- TAREFA
Indique se cada afirmação a seguir concorda com a entrevista, respondendo sim ou não e citando literalmente as palavras da entrevista que decidem a questão. 1. A peça Jardim das Cerejeiras está em cartaz no Teatro do Sesc Vila Mariana. 2. Renato Borghi montou Tio Vânia em 1998 com direção de Zé Celso. 3. Tônia Carrero já fez Shakespeare três vezes.

Postado em 01/01/2001
Ele fundou o Teatro Oficina junto com Zé Celso. Ela surgiu nos palcos do Teatro Brasileiro de Comédia, o TBC. Ambos são hoje ícones da dramaturgia. Em entrevista exclusiva, Renato Borghi e Tônia Carrero falam de sua paixão pelo tablado e do prazer de trabalharem juntos em Jardim das Cerejeiras, peça do dramaturgo russo Anton Tchekhov que está em cartaz no Teatro do Sesc Vila Mariana.
O Renato já tinha feito Tio Vania, também de Tchekhov. E você, Tônia?
Tônia - É a primeira vez. O Renato me perguntou o que eu ainda gostaria de fazer no teatro e eu disse: Tchekhov. Pensamos no que poderia ser. A Gaivota não dava, a Fernanda Montenegro estava fazendo na época. Pensamos, então, no Jardim das Cerejeiras.
Renato - Eu já fiz As Três Irmãs, foi minha última peça antes de sair do Teatro Oficina; em 1998 montei Tio Vânia, com direção do Elcio Nogueira Seixas, e agora Jardim das Cerejeiras, novamente com direção do Elcio.
O que mais atrai vocês no trabalho de Tchekhov?
Tônia - Para mim, ele é um novo Shakespeare. Eu digo isso tranqüilamente, sabendo o que estou falando. Eu só fiz duas vezes Shakespeare, e mal. Mas já vi muito. Quanto a Tchekhov, espero fazê-lo bem, porque ele está mais perto de nós. Os russos têm muito da nossa sensibilidade. O seu modo de ser, de se apiedar, querer bem ao outro e, também, aquela mania de ter escravos a sua volta. Essa escravidão que tivemos (e que tanto nos entristeceu) fez a mesma coisa com a vida dos russos. Eu sou uma apaixonada por Tchekhov e espero fazer outras peças dele.
Renato - Peter Brook disse uma coisa muito bonita que eu sempre repito quando me perguntam isso. Ele dizia: "Quando você encontra uma peça com trinta personagens e todos eles têm um universo, suas razões e seu mundo, nenhum deles é passível de julgamento porque são todos contraditórios, como na vida somos todos, esse autor é Shakespeare. Quando você encontra uma peça onde se tem doze personagens, quinze, oito ou nove, mas que todos eles são gente até o fim, absolutamente complexos, com universos individuais muito bem defendidos, uma peça na qual você percebe que o autor está presente na cabeça de cada personagem, isso é Tchekhov". Realmente, ele cria um mundo de pessoas concretas, existentes, vivas, contraditórias, e se preocupa muito pouco com a grandiloqüência de ganchos de novela. No trabalho dele, a vida transcorre no palco.
O texto conta a história de uma família que era dona de um imenso cerejal e depois perde tudo e se vê obrigada a vender a propriedade para encarar uma nova realidade bem no momento da queda do último czar russo. Um momento de transição política no país. O que um enredo desse pode dizer ao público brasileiro?

(Dados de origem)
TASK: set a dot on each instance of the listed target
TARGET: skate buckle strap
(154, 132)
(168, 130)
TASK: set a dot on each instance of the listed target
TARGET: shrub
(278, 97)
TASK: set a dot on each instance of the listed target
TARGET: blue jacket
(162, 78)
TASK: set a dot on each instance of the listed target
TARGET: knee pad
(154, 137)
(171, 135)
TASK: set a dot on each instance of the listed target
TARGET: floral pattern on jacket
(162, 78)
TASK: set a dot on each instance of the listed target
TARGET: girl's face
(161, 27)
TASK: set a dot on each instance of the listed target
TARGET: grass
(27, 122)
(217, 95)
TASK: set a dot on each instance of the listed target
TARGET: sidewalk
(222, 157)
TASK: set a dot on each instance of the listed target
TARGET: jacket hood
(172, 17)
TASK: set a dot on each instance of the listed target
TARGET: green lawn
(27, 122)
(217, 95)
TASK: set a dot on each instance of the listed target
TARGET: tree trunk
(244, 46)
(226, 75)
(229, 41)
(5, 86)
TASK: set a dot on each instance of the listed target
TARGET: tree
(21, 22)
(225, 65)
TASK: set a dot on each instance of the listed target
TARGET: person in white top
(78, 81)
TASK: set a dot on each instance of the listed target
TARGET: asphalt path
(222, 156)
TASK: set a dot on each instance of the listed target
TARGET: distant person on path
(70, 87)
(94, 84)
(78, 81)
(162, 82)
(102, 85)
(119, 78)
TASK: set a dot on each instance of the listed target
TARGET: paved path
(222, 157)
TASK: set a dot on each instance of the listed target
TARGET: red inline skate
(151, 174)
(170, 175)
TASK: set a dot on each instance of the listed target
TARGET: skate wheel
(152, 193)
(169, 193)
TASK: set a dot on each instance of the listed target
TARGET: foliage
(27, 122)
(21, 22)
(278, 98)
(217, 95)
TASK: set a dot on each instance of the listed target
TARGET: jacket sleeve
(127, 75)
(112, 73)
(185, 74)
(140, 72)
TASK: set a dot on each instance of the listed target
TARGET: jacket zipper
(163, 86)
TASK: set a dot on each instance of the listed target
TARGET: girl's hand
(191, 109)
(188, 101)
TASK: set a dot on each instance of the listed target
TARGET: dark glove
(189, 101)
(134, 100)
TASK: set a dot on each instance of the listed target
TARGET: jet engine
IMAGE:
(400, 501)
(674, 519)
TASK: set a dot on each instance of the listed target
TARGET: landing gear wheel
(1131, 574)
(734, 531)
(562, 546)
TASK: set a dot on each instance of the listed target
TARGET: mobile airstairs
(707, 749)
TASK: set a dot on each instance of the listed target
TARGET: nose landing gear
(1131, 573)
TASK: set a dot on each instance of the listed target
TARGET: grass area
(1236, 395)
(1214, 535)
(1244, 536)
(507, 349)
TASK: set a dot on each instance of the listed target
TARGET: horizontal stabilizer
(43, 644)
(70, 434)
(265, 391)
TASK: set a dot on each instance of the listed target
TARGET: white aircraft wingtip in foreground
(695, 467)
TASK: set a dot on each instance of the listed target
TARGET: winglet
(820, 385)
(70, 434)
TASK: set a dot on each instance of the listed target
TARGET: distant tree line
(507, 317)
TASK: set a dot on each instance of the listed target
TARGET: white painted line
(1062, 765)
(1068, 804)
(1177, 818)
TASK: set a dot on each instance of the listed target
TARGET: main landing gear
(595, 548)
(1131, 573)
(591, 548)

- RESPOSTA COMPLETA
1. Sim: "Jardim das Cerejeiras, peça do dramaturgo russo Anton Tchekhov que está em cartaz no Teatro do Sesc Vila Mariana".
2. Não: "em 1998 montei Tio Vânia, com direção do Elcio Nogueira Seixas".
3. Não: "Eu só fiz duas vezes Shakespeare, e mal."